**Work item:** Below are records; reproduce exactly the lines from the one containing "Target: man's hand" through the end, both included, and only those.

Referring expression pointing data
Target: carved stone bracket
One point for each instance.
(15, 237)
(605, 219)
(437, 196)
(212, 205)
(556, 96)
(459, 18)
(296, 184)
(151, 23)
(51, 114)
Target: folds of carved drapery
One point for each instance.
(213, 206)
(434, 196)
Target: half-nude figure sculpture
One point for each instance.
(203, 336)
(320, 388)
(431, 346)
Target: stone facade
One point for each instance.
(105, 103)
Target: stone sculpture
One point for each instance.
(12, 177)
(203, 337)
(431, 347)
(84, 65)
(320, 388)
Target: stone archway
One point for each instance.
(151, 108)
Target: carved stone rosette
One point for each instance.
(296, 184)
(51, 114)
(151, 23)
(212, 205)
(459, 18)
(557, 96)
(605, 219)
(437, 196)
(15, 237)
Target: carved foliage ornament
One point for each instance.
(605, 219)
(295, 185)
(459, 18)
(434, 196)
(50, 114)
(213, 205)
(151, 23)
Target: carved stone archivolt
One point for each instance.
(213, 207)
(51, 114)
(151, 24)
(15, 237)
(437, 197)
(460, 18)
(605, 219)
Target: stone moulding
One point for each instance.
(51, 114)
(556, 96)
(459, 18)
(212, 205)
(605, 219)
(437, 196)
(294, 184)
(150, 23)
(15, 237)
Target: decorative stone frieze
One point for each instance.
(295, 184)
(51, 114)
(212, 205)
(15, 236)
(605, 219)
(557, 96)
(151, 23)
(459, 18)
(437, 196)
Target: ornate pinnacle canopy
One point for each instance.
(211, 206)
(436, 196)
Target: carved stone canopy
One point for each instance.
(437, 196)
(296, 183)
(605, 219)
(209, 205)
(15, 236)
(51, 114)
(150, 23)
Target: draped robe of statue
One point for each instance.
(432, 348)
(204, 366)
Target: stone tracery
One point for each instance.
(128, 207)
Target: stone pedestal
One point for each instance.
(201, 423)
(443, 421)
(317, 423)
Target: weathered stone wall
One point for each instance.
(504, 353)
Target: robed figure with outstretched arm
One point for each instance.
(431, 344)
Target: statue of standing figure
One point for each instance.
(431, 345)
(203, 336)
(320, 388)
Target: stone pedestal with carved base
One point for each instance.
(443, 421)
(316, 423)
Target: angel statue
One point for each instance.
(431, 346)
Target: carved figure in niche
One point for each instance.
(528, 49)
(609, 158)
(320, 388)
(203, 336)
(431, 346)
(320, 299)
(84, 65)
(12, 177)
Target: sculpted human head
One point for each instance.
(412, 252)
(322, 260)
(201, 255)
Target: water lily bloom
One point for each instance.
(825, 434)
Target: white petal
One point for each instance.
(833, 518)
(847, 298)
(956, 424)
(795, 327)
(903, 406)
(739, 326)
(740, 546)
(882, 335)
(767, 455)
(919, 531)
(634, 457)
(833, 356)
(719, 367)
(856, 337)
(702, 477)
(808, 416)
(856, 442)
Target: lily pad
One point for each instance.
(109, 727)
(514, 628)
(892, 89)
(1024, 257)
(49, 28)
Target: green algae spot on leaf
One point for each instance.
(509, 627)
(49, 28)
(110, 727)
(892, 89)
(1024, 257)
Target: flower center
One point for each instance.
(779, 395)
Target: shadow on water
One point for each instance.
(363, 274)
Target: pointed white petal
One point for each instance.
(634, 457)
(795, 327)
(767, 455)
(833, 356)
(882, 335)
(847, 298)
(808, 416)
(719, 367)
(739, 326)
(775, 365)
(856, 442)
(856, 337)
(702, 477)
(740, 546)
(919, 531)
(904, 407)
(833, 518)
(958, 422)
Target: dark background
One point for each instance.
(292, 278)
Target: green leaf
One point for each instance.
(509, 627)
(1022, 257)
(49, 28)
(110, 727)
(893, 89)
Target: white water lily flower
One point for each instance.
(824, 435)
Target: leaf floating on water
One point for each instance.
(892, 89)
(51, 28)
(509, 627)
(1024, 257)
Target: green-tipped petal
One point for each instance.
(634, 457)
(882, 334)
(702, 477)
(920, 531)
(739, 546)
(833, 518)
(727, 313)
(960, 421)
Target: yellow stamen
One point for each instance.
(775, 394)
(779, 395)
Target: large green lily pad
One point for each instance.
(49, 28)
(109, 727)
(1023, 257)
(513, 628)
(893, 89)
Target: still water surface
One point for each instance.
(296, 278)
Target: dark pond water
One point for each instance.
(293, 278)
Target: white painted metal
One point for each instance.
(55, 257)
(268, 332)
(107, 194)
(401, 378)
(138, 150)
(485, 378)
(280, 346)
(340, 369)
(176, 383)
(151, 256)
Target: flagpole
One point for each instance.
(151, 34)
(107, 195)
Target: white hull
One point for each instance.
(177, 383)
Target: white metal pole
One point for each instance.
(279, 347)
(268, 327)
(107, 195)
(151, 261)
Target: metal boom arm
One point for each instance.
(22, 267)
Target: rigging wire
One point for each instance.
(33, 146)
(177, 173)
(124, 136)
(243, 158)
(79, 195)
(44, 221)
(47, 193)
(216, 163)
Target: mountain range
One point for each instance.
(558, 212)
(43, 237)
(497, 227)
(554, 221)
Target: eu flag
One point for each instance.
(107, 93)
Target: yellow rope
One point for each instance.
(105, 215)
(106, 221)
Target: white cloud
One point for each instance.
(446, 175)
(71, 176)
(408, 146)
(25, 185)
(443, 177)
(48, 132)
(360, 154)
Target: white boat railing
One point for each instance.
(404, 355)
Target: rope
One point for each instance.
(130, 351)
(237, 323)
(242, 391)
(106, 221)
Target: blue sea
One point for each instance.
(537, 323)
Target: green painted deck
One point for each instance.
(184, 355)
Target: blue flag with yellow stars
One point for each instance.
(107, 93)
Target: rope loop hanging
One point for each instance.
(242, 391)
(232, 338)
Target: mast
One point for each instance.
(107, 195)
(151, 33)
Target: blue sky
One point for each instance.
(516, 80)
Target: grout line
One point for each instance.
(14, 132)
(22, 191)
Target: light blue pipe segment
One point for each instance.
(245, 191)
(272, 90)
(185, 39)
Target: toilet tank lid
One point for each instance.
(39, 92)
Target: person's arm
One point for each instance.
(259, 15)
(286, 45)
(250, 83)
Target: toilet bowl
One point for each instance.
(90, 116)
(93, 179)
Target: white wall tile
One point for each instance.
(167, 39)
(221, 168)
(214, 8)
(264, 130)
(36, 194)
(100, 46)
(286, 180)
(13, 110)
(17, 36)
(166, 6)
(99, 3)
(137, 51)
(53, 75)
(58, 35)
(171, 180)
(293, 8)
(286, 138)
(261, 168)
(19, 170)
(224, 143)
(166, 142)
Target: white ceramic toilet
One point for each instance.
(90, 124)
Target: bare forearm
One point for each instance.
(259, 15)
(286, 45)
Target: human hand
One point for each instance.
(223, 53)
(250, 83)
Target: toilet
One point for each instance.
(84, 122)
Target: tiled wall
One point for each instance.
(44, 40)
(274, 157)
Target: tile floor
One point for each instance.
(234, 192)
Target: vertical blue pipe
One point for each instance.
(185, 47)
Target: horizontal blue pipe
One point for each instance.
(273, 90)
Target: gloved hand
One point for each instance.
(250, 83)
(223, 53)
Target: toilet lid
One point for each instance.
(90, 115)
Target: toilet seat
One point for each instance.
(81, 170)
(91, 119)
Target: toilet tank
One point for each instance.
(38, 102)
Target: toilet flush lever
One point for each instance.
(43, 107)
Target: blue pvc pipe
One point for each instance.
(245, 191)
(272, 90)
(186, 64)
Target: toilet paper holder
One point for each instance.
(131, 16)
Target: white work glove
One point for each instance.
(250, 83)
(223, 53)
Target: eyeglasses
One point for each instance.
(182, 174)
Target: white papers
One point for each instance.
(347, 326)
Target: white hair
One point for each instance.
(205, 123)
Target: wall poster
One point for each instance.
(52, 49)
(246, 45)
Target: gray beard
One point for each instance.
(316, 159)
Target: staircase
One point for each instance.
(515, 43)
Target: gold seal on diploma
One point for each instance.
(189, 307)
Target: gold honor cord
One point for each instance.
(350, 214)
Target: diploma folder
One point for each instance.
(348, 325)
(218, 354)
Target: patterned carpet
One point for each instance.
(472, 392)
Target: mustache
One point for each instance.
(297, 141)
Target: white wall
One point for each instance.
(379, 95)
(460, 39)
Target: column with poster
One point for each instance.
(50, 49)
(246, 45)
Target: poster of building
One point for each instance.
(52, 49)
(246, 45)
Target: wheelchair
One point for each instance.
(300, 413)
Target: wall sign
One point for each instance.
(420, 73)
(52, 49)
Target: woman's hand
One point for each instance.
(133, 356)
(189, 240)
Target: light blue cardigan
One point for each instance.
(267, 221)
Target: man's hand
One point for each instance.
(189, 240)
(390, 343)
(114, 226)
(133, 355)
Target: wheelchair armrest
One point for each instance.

**Written answer:**
Target: man's hand
One point for each instance.
(189, 240)
(390, 343)
(114, 226)
(133, 355)
Target: wheelchair armrest
One point for each instance.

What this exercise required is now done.